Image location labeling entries
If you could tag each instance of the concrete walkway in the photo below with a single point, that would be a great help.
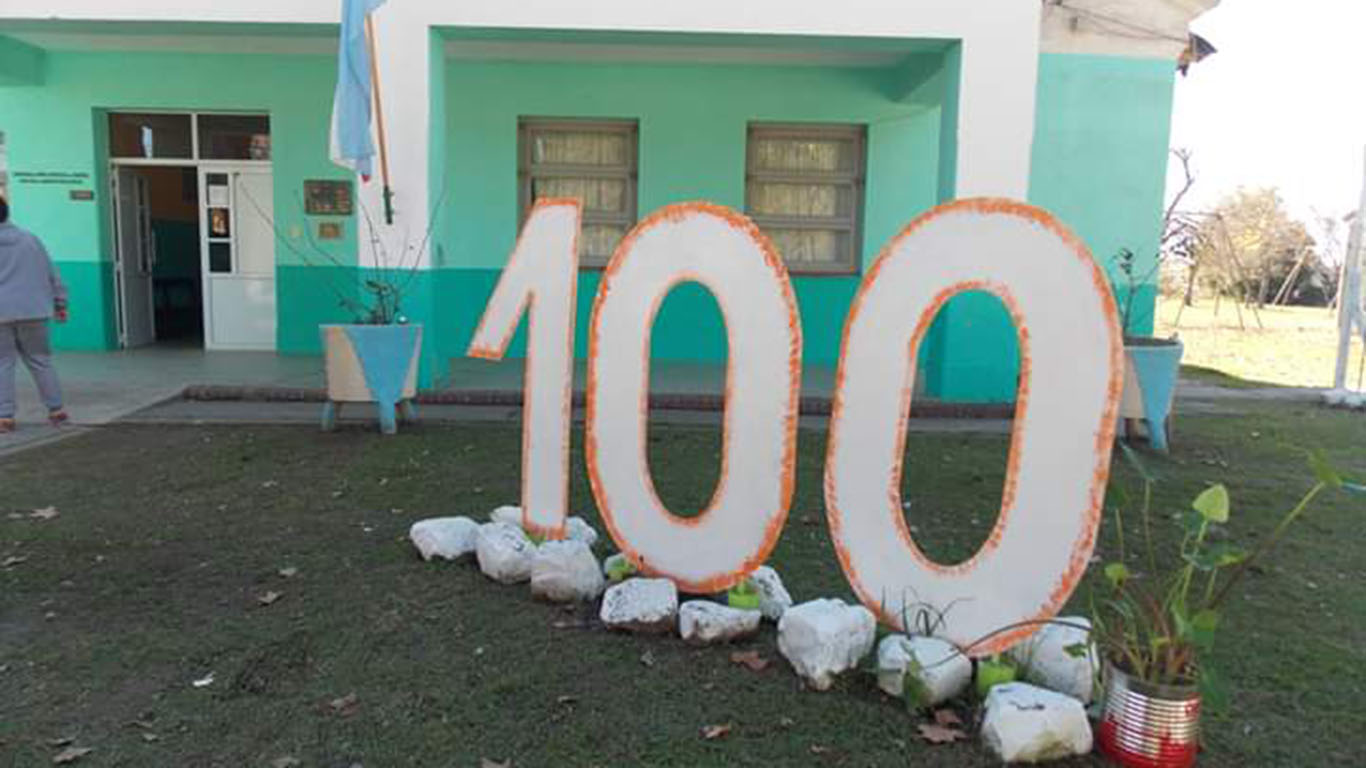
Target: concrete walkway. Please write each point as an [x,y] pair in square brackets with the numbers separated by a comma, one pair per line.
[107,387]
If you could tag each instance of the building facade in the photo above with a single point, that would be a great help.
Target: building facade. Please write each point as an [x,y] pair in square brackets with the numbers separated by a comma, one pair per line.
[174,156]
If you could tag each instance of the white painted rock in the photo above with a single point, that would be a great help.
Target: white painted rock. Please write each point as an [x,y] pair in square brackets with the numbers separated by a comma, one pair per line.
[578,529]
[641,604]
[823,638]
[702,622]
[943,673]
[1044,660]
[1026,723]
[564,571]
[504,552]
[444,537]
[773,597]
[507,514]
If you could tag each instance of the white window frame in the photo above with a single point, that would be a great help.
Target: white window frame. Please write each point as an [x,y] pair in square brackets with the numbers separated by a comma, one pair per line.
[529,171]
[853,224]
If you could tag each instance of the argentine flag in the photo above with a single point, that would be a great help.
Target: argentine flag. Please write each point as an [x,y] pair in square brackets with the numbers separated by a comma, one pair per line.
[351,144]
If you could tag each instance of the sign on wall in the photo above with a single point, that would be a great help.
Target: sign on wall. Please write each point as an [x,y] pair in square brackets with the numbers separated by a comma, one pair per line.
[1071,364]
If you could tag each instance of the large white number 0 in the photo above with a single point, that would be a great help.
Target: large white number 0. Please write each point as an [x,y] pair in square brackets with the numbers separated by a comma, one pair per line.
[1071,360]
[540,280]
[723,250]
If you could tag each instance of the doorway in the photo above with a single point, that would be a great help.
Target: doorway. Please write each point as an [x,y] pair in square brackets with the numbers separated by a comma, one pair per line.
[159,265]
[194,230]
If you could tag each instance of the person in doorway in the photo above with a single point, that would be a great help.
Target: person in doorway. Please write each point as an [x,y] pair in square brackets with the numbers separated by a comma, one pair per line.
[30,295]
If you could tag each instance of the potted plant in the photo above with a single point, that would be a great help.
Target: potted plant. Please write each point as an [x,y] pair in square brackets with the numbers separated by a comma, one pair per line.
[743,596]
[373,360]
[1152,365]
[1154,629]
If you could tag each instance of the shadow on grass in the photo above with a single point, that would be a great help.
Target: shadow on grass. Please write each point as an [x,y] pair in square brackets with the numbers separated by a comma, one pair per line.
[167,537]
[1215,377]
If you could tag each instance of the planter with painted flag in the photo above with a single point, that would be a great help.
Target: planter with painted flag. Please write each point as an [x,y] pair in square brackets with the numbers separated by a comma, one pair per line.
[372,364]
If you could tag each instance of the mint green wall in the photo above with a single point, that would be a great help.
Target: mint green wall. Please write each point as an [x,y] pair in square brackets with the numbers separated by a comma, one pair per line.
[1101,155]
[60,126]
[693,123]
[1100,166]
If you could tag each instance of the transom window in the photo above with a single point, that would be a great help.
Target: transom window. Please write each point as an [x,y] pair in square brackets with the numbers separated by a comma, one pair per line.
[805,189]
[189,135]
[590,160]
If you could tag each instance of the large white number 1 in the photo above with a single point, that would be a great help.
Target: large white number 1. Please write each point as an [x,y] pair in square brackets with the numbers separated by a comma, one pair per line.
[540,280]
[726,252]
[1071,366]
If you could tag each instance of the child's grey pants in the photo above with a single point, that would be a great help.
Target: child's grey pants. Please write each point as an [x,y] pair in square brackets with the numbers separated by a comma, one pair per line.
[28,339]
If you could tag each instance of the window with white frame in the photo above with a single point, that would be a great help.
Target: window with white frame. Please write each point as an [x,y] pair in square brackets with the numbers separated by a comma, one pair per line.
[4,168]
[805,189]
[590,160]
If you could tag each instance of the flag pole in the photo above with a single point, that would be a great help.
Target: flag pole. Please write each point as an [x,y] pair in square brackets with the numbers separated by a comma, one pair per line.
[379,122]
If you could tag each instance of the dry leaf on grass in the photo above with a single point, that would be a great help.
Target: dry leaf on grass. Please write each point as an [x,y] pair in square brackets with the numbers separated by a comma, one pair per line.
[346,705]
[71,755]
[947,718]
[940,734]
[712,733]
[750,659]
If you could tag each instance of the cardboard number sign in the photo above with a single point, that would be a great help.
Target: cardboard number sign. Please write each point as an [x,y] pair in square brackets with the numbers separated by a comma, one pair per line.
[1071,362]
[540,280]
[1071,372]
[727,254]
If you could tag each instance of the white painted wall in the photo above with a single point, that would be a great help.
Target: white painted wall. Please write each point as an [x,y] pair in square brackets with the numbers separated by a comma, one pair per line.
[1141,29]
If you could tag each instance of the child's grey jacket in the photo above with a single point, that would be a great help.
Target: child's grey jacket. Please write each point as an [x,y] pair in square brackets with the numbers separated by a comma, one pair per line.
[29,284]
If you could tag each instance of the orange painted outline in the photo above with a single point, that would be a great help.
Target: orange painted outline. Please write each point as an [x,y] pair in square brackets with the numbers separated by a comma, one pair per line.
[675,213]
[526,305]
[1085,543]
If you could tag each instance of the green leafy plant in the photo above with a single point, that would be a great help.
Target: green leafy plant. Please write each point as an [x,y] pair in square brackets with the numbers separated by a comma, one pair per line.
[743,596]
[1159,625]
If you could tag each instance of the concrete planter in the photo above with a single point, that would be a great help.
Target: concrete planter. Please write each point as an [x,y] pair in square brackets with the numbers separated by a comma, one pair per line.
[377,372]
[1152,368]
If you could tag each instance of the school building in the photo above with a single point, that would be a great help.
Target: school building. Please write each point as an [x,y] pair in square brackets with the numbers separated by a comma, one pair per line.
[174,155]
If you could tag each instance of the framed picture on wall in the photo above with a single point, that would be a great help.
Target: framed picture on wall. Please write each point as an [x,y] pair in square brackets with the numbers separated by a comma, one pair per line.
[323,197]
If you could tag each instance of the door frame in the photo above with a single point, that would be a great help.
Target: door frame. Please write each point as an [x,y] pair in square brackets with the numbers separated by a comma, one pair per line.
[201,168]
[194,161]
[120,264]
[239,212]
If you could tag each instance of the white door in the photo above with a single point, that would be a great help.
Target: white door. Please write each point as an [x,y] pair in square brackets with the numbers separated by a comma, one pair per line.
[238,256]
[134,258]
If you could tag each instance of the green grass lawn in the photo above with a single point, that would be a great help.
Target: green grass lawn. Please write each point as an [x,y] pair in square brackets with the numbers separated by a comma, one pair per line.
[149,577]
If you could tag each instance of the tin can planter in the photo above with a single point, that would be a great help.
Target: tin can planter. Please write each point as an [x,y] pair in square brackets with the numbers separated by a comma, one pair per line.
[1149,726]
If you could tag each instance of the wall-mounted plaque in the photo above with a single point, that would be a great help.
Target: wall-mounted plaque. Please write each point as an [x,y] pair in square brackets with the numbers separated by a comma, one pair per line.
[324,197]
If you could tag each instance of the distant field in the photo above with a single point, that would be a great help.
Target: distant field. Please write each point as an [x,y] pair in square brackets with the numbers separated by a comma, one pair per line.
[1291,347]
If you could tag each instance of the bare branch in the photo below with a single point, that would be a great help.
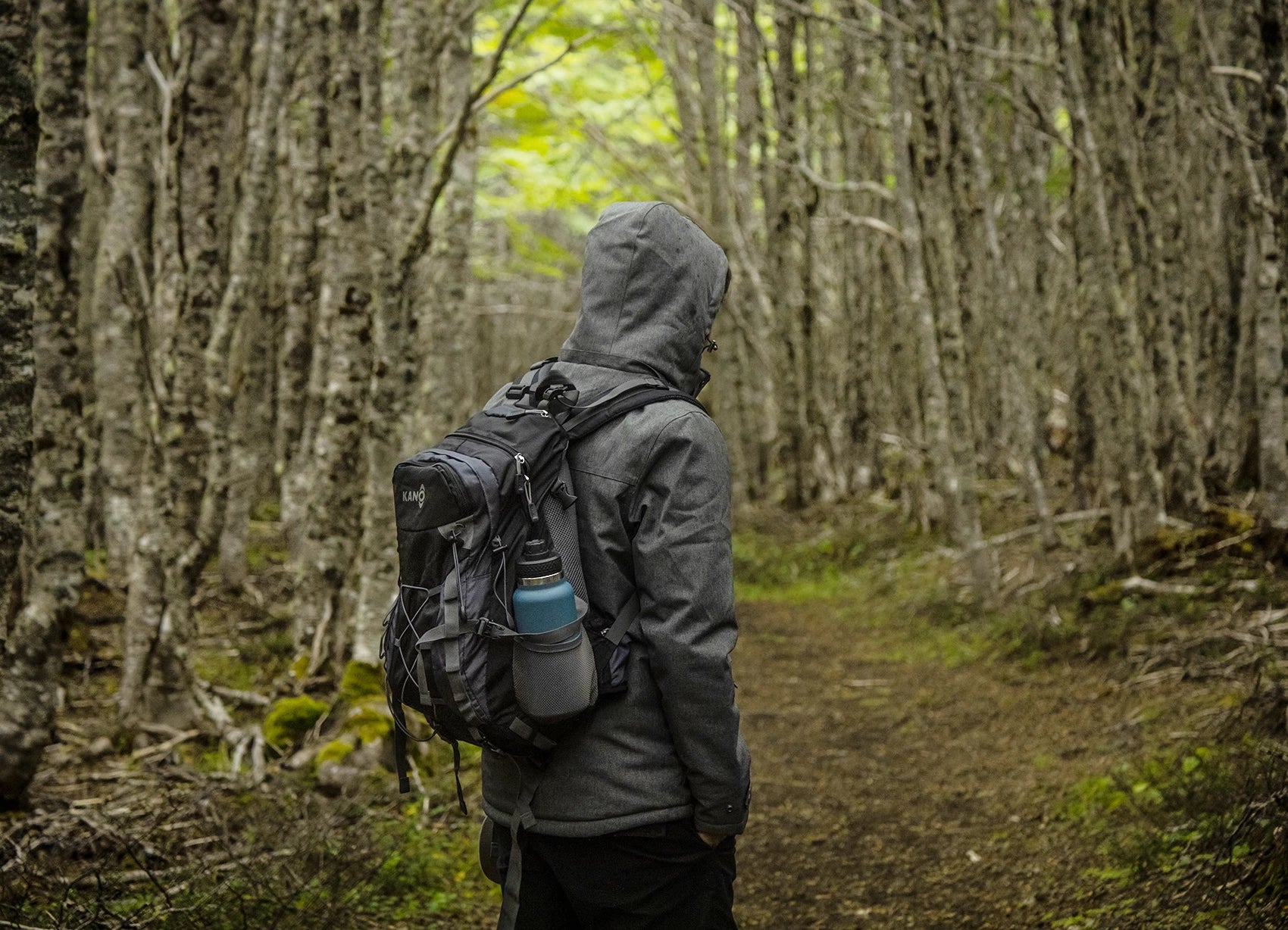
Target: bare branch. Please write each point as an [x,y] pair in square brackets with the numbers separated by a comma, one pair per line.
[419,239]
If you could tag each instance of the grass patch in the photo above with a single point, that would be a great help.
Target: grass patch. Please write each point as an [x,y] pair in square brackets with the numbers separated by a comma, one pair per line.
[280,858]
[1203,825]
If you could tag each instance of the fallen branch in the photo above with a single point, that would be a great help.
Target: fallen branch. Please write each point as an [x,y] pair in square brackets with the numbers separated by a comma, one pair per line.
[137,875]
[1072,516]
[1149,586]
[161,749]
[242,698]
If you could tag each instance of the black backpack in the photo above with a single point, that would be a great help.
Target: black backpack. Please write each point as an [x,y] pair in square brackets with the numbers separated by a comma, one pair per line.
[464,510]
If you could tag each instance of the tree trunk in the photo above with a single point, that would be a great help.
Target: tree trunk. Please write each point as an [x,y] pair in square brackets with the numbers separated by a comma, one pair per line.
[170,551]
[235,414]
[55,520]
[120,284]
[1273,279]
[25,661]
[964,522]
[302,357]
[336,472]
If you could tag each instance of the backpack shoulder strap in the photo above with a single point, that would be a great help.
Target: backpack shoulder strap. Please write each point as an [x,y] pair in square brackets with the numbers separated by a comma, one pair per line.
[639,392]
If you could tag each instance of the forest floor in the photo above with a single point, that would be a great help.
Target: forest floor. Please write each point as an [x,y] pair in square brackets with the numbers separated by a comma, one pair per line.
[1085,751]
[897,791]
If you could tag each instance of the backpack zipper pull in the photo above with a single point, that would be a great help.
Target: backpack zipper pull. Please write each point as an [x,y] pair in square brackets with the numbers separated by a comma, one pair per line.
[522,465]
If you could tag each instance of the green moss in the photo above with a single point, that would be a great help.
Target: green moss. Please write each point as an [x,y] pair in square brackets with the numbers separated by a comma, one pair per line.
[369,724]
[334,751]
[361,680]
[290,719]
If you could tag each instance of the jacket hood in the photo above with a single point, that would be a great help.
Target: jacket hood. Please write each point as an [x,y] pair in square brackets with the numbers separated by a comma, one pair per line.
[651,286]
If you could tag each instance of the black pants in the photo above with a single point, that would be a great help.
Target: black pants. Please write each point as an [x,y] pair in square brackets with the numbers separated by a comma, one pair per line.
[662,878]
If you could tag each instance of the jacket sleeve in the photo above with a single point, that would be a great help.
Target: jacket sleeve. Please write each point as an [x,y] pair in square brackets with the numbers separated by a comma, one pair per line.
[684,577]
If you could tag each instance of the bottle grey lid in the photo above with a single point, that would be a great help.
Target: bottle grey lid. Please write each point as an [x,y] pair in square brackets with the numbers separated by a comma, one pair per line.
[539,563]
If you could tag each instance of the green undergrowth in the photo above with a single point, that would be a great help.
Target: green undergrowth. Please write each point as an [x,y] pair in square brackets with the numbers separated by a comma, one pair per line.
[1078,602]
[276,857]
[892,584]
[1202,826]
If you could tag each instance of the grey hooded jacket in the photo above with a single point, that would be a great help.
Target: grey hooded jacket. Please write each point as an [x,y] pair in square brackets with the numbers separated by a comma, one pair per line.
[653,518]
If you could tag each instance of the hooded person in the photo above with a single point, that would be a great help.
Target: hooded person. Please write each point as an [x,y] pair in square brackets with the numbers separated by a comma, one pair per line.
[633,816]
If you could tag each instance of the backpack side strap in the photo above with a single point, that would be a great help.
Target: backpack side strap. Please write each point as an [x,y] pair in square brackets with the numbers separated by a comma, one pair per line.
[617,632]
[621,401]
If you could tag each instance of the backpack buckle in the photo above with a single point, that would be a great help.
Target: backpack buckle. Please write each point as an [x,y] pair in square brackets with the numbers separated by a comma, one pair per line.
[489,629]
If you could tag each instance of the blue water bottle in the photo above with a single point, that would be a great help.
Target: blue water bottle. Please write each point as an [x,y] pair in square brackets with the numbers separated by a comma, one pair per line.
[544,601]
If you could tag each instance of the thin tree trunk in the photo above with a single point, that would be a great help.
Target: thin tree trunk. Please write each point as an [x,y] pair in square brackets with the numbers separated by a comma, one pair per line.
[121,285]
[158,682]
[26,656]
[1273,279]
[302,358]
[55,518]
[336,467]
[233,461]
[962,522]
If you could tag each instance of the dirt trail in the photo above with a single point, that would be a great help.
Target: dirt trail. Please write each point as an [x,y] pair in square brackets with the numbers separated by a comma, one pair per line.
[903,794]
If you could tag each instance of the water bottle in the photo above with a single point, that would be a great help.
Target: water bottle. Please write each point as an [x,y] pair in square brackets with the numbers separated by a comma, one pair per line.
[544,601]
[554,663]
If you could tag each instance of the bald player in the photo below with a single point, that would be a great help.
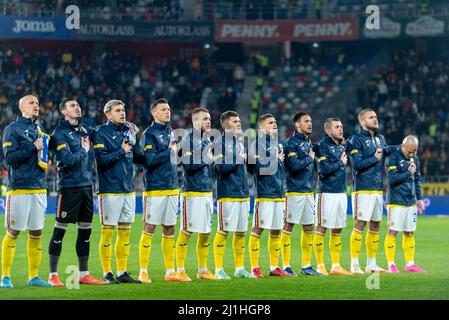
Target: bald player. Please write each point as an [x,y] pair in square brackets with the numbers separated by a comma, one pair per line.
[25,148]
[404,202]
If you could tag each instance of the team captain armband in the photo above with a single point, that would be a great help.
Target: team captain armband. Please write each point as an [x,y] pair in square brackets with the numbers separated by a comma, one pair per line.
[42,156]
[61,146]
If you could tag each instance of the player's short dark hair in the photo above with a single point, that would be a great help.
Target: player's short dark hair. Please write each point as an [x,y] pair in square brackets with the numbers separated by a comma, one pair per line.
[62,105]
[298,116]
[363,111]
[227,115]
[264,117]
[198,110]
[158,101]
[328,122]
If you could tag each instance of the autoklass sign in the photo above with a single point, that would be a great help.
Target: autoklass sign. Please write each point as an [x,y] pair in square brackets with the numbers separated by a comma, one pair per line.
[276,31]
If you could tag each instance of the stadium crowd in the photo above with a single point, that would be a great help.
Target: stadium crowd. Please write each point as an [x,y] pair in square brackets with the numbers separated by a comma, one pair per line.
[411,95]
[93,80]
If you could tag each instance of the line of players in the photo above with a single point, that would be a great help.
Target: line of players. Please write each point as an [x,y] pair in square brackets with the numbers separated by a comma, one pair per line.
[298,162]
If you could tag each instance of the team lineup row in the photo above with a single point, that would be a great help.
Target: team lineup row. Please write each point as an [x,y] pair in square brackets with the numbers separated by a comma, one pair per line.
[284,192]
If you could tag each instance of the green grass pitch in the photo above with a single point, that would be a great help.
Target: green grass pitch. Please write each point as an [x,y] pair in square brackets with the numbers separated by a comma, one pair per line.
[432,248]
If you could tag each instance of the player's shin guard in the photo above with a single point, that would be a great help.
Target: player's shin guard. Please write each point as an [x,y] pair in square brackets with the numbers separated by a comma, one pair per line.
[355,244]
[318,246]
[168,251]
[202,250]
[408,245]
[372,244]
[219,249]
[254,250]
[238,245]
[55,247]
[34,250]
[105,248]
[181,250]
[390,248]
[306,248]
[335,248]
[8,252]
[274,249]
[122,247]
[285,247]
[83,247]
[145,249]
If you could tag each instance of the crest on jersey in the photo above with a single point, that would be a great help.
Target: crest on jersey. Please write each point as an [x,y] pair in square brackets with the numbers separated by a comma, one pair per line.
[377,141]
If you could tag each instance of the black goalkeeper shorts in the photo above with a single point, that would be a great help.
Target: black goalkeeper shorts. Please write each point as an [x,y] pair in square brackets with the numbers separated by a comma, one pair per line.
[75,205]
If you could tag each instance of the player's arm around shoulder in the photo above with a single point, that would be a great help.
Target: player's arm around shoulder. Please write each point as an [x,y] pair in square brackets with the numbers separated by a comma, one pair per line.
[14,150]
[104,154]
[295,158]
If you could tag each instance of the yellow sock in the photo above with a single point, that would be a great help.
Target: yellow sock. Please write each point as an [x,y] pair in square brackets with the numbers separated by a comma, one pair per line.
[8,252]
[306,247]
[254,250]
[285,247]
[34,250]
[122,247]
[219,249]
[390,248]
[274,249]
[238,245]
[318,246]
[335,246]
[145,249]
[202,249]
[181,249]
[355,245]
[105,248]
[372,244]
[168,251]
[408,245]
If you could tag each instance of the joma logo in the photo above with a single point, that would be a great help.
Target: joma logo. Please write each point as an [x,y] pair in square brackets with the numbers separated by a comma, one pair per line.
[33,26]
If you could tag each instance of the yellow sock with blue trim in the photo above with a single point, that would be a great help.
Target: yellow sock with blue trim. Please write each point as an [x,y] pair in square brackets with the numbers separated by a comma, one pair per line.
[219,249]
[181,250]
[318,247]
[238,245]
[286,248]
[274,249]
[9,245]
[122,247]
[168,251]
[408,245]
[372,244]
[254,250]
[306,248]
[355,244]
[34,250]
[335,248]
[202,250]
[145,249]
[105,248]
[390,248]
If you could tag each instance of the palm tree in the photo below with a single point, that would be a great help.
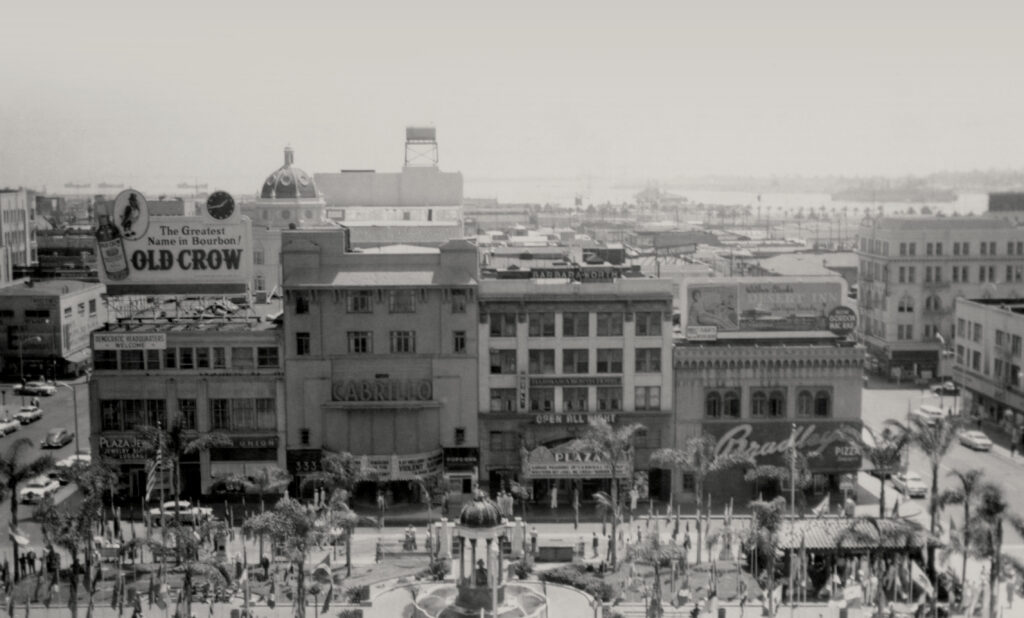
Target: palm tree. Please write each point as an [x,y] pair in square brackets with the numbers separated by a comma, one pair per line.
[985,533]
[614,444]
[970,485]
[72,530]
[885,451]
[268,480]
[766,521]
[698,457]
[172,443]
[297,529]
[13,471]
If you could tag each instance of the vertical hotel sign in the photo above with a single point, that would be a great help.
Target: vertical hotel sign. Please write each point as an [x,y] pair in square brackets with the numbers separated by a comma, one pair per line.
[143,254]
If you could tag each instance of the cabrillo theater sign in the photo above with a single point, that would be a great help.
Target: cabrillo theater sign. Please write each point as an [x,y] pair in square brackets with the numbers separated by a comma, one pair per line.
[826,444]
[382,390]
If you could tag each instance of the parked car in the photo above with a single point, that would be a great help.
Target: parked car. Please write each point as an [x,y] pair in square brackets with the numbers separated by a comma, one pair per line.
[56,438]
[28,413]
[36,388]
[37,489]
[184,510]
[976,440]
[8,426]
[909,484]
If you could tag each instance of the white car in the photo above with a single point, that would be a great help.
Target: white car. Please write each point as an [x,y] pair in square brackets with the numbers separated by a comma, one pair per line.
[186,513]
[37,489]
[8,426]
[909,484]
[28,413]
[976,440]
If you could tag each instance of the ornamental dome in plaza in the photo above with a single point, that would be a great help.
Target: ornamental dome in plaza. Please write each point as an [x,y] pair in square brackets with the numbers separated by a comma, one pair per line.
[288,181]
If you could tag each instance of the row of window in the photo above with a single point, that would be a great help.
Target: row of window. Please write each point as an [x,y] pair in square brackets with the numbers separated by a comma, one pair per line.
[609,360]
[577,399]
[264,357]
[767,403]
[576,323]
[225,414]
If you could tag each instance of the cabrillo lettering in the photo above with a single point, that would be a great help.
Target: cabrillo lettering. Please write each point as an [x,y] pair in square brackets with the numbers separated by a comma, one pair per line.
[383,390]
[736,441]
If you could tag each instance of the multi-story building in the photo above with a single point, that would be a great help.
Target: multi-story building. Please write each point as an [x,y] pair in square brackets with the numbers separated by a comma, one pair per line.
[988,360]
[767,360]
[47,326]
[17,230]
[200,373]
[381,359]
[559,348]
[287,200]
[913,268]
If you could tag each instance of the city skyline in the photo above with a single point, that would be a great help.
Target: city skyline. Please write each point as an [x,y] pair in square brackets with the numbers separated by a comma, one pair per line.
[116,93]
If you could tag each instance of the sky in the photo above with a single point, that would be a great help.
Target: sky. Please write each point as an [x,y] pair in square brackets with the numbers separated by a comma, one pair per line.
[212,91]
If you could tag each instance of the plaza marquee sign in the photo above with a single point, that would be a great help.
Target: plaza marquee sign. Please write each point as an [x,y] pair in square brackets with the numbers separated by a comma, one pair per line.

Work instructions: Only the lines from the one containing "If you could tag each instance of the city" to the end of the data should be printed, exactly as they stand.

Answer to this exercise:
If you could tag each instance of the city skyline in the photo above with a single point, that would be a great help.
Target: city skyline. Please write each point as an [x,y] pair in square brackets with the numbers separated by a comma, one pair per line.
[116,93]
If you could tag each instance of the sky in the photo above with a single point, that would be a great help.
Target: sky. Please write each point as an [x,y] pair in square brackets with the numbers separated by a comma, one pair per line.
[212,91]
If you could tag each instance of the plaza marquee sign in the photo above with a single point, that would be a great help.
Target: plaza marquee sign. Please write each point as an [x,y] pair in square brackets with the numbers separated by a comma, one pair per line.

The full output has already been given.